## THE TASK
Exactly how many lines in this data contain the word "wooden"? Only the number should be given.

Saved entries
■ ■ ■ ■ ■

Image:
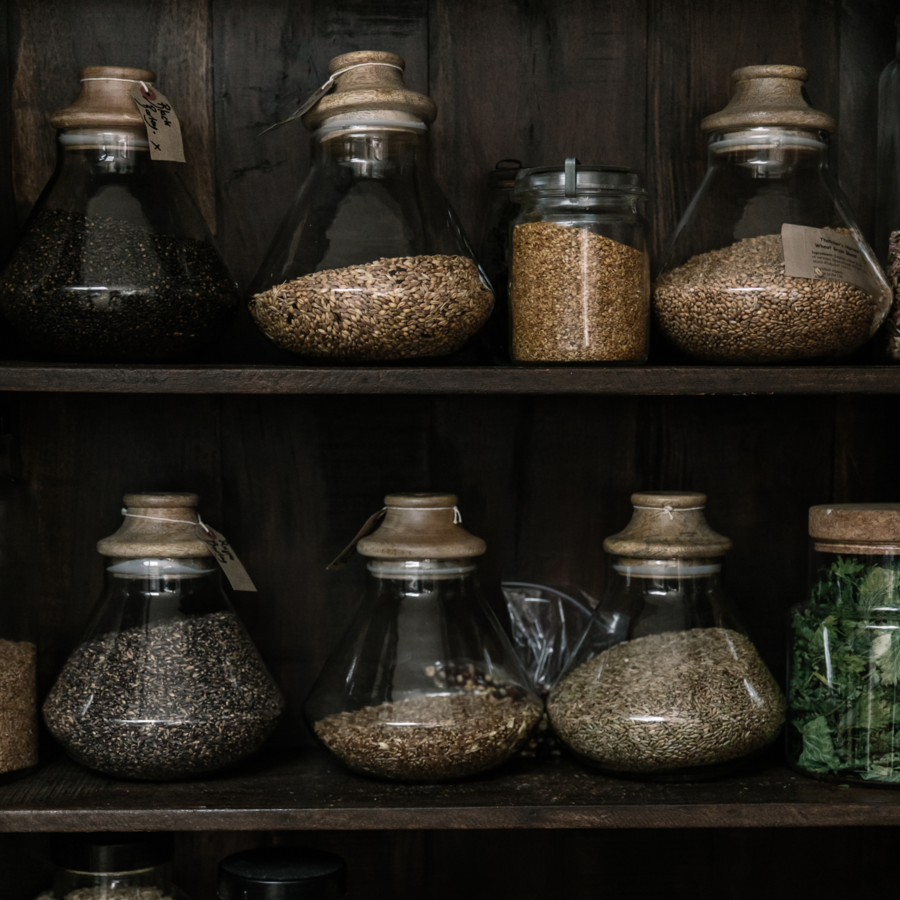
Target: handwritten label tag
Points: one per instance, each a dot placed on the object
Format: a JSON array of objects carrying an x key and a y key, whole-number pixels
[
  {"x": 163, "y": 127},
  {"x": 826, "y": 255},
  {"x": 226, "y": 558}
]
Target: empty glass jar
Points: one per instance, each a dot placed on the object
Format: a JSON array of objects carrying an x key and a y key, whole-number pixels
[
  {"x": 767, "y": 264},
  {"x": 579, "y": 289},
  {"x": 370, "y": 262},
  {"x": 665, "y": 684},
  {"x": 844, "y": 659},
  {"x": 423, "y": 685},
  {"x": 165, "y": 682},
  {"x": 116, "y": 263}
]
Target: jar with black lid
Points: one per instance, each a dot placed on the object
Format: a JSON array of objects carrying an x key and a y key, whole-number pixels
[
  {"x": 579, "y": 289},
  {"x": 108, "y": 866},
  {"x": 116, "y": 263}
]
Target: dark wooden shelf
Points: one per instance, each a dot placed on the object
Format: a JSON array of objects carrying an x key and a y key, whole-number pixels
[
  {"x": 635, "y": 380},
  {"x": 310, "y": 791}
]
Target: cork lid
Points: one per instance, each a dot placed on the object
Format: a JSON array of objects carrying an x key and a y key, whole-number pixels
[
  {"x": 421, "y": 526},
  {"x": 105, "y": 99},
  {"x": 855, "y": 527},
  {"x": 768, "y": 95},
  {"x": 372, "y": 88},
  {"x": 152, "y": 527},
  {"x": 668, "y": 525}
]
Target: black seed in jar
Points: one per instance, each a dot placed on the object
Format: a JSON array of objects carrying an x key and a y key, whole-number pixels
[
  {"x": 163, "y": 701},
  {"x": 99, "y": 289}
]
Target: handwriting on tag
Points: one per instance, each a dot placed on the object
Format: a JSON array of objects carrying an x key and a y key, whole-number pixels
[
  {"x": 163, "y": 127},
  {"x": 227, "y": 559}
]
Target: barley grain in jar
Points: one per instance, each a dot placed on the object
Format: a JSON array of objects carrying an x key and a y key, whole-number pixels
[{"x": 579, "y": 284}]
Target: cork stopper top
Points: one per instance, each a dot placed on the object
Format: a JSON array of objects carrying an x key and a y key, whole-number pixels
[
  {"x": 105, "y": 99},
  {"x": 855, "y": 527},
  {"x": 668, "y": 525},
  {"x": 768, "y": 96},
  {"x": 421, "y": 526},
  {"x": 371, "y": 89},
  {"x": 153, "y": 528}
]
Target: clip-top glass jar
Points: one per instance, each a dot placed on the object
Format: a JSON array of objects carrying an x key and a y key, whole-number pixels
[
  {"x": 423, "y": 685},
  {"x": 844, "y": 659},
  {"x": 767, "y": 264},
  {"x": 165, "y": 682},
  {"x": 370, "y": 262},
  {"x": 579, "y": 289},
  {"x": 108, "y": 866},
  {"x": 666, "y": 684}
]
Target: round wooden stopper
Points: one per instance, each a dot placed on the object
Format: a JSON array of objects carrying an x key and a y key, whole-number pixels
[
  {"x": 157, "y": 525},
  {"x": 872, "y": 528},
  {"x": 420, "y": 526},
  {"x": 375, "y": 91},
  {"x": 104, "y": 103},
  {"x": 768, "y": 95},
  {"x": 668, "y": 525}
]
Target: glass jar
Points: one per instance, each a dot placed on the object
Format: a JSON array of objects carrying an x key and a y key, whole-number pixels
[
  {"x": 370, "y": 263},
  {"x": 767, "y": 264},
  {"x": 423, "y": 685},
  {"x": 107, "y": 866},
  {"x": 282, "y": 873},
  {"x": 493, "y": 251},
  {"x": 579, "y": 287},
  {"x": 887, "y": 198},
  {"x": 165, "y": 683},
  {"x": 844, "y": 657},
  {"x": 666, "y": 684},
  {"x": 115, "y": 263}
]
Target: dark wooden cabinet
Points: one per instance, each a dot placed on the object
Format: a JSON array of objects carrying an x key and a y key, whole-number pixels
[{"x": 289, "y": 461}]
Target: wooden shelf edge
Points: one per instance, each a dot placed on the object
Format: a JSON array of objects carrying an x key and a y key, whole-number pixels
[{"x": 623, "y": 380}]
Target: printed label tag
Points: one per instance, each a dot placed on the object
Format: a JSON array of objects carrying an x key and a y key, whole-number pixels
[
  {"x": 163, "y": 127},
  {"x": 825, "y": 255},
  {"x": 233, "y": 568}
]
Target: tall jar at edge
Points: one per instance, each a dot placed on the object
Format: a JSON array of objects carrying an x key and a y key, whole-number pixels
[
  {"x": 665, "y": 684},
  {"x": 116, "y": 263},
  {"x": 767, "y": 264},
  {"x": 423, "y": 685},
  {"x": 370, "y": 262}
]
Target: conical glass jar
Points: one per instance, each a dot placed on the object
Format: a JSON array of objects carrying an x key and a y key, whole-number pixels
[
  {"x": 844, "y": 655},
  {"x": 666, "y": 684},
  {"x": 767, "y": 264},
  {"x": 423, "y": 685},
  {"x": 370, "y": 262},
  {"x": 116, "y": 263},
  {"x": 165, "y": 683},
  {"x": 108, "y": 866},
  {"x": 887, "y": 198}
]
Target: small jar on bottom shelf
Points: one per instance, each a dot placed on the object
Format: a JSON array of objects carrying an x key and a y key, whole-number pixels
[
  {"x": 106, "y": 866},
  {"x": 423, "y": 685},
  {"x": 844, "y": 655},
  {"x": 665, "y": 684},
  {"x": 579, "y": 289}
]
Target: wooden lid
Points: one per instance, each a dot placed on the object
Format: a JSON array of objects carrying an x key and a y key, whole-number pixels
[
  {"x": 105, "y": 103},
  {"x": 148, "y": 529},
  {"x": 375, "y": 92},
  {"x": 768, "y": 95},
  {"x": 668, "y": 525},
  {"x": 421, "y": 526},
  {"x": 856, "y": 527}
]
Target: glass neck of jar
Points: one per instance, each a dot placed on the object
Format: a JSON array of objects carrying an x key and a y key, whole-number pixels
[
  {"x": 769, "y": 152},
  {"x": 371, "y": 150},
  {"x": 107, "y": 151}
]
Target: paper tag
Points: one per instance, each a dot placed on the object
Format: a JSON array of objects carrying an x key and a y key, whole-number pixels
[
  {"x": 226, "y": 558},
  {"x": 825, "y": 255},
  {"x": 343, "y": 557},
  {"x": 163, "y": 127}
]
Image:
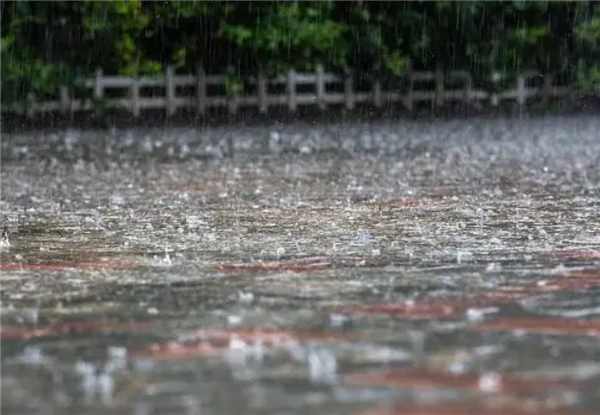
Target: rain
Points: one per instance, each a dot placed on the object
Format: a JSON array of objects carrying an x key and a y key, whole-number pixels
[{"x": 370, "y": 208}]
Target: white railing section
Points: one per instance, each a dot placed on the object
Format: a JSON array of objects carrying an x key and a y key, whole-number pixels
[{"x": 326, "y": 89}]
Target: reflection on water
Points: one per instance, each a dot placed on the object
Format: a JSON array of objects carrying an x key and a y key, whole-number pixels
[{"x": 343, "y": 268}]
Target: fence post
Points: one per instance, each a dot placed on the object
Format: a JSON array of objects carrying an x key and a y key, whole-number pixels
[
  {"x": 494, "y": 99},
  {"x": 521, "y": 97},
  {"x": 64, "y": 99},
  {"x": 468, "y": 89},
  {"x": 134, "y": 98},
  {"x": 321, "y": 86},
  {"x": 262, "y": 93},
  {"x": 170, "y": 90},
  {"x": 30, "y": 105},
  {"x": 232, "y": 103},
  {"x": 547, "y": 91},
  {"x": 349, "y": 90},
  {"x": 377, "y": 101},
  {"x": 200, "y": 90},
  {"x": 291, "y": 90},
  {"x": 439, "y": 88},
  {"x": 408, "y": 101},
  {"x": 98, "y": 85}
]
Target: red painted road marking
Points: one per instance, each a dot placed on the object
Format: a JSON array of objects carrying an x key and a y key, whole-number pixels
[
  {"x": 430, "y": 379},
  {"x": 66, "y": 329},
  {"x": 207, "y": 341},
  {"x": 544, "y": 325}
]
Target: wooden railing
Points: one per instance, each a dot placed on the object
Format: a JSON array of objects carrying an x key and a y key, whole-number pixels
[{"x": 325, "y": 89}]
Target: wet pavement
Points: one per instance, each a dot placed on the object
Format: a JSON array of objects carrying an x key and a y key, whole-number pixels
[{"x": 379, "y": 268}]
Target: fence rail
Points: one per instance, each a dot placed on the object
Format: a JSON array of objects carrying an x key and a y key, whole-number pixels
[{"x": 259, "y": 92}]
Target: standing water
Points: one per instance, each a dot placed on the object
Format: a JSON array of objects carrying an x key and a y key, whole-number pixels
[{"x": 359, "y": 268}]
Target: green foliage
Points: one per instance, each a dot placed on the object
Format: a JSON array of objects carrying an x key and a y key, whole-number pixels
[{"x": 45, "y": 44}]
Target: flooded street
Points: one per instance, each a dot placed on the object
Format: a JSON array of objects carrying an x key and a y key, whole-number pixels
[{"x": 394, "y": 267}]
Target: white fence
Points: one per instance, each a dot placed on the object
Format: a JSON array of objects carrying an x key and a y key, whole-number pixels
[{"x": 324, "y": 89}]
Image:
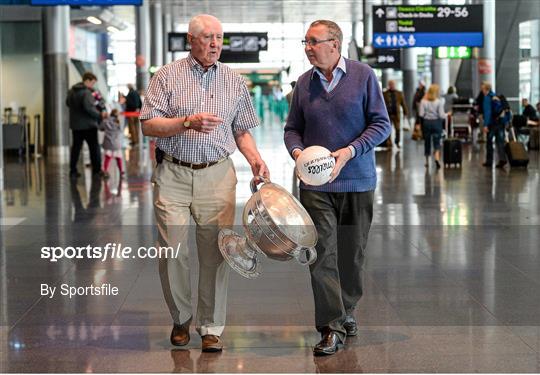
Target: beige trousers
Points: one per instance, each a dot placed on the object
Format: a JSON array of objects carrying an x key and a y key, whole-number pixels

■ ■ ■ ■ ■

## SOLVED PROBLEM
6